EXERCISE DESCRIPTION — According to the court opinion excerpt on corporate self-representation, who may represent a corporation in small claims court instead of an attorney?

---------- DOCUMENT EXTRACT ----------

In Missouri, a corporation cannot generally represent itself in legal matters and must act through licensed attorneys. Schenberg v. Bitzmart, Inc., 178 S.W.3d 543, 544 (Mo.App. E.D.2005). “The normal effect of a representative’s unauthorized practice of law is to dismiss the cause or treat the particular actions taken by the representative as a nullity.” Id. However, in small claims court, corporations need not be represented by an attorney, but instead may be represented by an officer or authorized employee (i.e., self-representation for corporations in small claims court is permissible). See Rule 148.01.
Here, the Vault Company, a duly enacted Missouri corporation, was not represented by an attorney during the Small Claims Suit. While this, in and of itself, is permitted, the question remains as to whether a corporation, through a non-attorney, may file for a trial de novo after an adverse judgment in small claims court. The parties direct this Court to no case directly on point, and this Court’s independent research finds none. Accordingly, it is imperative we determine whether the filing of an application for trial de novo constitutes “the practice of law,” requiring an attorney. See e.g., Eisel v. Midwest BankCentre, 230 S.W.3d 335, 338 (Mo. banc 2007) (“The judiciary is necessarily the sole arbiter of what constitutes the practice of law.”); In re First Escrow, Inc., 840 S.W.2d 839, 842 (Mo. banc 1992) *664(“It is the responsibility of the judiciary to determine what constitutes the practice of law, both authorized and unauthorized.”).
“The practice of law” has been defined by the Missouri Legislature as “the appearance as an advocate in a representative capacity or the drawing of papers, pleadings or documents or the performance of any act in such capacity in connection with proceedings pending or prospective before any court of record, commissioner, referee or any body, board, committee or commission constituted by law or having authority to settle controversies.” See Section 484.010.1. Generally, we look to the character of the act performed, and not to the place where it is performed as the controlling factor. Hoffmeister v. Tod, 349 S.W.2d 5, 13 (Mo. banc 1961).
As Plaintiffs correctly argue, the filing of an application for trial de novo is performed in small claims court. See Section 482.365.2 (“The right to trial de novo shall be perfected by filing an application for trial de novo with the clerk of the small claims court within tens days after the judgment is rendered.”). However, the place of performance does not control whether the practice of law has occurred, but rather the character of the act performed controls. See Hoffmeister, supra.

---------- DATA EXCERPTS ----------

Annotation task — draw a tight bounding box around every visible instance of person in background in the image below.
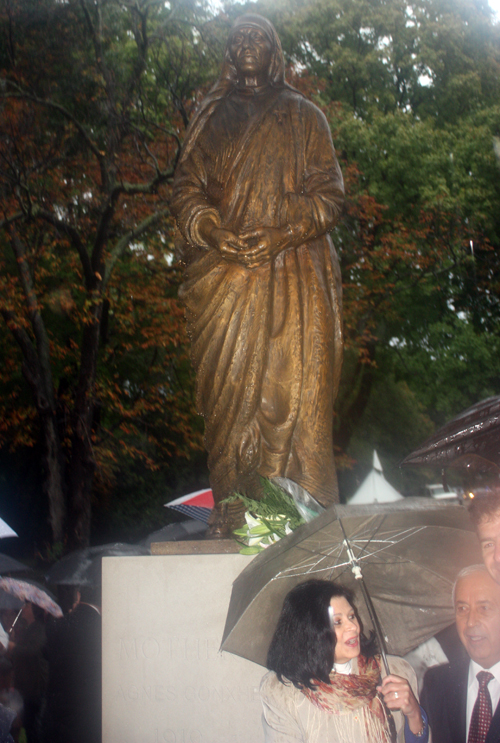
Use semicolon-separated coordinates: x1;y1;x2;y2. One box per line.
469;489;500;583
7;602;49;743
421;565;500;743
260;580;429;743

----------

RESPONSE BELOW — An officer or authorized employee of the corporation.